DOCUMENTO DI ORIGINE
Il 13 ottobre 1759 Voltaire scriveva così a madame du Deffand: «Dove potete trovare una storia più interessante di quella del Giuseppe biblico, che diventa Controllore Generale in Egitto e riconosce i suoi fratelli? E vi par nulla Daniele che con tanta astuzia confonde i due vecchi vogliosi? E per quanto il libro di Tobia non sia un gran che, mi pare preferibile a Tom Jones». Non è difficile imbattersi in altre penne, ugualmente entusiastiche e similmente agnostiche, che si sono lasciate ammaliare dalle storie bibliche, a tal punto che Erich Auerbach nella sua celebrata Mimesis vedeva nell’Abramo pellegrino e nel vascello di Odisseo i progenitori dell’intera genealogia letteraria occidentale. Non per nulla anche un veemente demolitore dell’immaginario e dell’ideologia ebraico-cristiana come Nietzsche doveva riconoscere – negli appunti preparatori ad Aurora – che «tra ciò che proviamo alla lettura dei Salmi e a quella di Pindaro o Petrarca c’è la stessa differenza tra la patria e la terra straniera».
In verità – come attestano i sondaggi che ogni tanto vengono riproposti (ultimo è quello a largo spettro eseguito dalla Federazione Biblica Cattolica Internazionale che verrà presentato nella Sala Stampa Vaticana il prossimo aprile) – molti ormai hanno disertato da quella “patria” spirituale e culturale e si sono affrettati non tanto verso le distese gloriose e rigogliose della classicità, come auspicava Nietzsche, ma si sono dispersi nei rigagnoli di forme e modelli molto più modesti. Un esempio per tutti è l’iconografia contemporanea che non vuole e non sa più attingere a quell’«alfabeto colorato di immagini nel quale gli artisti hanno intinto per secoli il loro pennello», come lamentava Chagall. Senza essere apologetici a tutti i costi, sembra attagliarsi all’arsenale iconico dei nostri giorni lo sferzante detto divino del profeta Geremia: «Hanno abbandonato me sorgente d’acqua viva per scavarsi cisterne screpolate che non possono trattenere l’acqua» (2, 13).

PROBLEMI
**A.** Rispondi a queste domande sul testo che parla della Bibbia e della letteratura:
(i) A chi scriveva Voltaire il 13 ottobre 1759?
(ii) Quale libro biblico Voltaire giudica preferibile a Tom Jones?
(iii) Quale profeta viene citato nell'ultima frase?
**B.** Aggiorna i record dalla riga con "Target = vehicle shadow" alla riga con "x=158 y=198", mettendo "door knob" al posto di "door handle" e lasciando tutto il resto uguale. Riporta soltanto queste righe.
Il testo e i record non hanno alcun legame tra loro.

Record di origine
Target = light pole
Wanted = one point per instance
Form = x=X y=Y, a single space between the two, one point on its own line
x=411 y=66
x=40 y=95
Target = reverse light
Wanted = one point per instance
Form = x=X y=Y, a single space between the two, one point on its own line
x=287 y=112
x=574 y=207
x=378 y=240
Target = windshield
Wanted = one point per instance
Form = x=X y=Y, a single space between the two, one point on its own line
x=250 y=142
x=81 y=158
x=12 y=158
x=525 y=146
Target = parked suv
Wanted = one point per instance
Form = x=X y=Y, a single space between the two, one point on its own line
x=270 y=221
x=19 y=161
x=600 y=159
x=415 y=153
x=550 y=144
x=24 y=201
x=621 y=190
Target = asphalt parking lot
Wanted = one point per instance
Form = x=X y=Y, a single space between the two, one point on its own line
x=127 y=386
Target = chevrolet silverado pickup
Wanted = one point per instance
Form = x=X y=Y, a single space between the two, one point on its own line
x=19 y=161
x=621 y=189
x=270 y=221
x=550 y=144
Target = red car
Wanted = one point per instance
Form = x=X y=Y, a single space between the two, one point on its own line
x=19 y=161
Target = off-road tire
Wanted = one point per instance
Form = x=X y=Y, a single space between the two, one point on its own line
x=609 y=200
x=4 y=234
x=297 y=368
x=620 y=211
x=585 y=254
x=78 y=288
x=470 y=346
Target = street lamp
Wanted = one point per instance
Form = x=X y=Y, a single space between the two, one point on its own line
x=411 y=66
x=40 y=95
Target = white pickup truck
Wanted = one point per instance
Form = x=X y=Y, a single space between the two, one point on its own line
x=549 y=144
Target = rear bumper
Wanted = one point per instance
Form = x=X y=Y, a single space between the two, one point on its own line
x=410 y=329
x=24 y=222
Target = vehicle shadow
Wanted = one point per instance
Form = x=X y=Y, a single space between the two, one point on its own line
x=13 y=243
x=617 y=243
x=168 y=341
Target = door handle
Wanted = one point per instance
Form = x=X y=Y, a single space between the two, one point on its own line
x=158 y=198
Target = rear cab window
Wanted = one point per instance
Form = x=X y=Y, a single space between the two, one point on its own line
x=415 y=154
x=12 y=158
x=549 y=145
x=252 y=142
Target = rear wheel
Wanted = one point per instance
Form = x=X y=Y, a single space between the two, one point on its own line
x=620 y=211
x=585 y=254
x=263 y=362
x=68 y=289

IN RISPOSTA
**A.**
(i) A madame du Deffand.
(ii) Il libro di Tobia.
(iii) Il profeta Geremia.

**B.**
Target = vehicle shadow
Wanted = one point per instance
Form = x=X y=Y, a single space between the two, one point on its own line
x=13 y=243
x=617 y=243
x=168 y=341
Target = door knob
Wanted = one point per instance
Form = x=X y=Y, a single space between the two, one point on its own line
x=158 y=198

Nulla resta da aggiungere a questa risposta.